[[ Dataset content, beginning ]]

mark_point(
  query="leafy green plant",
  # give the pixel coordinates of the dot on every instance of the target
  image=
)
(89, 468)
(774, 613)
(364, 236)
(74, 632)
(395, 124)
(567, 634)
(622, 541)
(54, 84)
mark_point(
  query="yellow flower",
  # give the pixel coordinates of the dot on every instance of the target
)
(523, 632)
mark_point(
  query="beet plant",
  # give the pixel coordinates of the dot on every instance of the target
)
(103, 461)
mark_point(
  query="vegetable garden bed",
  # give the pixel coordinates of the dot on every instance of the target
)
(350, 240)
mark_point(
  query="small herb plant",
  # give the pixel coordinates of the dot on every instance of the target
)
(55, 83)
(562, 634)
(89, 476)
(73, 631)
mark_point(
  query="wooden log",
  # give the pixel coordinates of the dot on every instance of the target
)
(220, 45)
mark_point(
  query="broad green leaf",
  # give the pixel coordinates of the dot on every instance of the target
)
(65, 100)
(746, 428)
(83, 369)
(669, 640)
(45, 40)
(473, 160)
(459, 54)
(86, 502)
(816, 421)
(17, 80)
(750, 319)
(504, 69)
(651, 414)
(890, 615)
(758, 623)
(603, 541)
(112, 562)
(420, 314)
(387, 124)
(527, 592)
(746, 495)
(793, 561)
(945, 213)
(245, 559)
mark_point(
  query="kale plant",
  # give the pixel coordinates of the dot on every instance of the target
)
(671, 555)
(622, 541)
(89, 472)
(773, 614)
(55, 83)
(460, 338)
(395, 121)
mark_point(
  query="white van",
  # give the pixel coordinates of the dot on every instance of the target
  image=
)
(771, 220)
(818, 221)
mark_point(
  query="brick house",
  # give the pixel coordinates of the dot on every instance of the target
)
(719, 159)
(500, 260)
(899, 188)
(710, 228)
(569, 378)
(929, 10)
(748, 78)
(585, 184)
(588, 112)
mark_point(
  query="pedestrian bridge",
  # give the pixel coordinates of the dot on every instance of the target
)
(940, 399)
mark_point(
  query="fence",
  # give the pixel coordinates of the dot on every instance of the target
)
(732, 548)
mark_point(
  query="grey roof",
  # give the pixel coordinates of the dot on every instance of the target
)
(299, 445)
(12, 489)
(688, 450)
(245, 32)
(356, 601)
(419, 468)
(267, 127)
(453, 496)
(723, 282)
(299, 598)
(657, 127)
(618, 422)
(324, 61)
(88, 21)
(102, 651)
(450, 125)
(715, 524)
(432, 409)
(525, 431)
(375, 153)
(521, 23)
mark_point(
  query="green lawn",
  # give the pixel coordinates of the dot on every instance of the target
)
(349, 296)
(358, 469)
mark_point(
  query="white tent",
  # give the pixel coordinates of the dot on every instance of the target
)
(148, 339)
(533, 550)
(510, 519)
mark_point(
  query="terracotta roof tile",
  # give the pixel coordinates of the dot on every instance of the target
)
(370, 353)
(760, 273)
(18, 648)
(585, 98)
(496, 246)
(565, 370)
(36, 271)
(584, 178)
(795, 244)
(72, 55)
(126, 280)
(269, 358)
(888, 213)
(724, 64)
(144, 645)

[[ Dataset content, end ]]

**How to complete this task:**
Within the listing above, find every line containing the string "roof" and return it.

**Answer to this problem:**
  query="grey roof",
  query="terracotta roof tile",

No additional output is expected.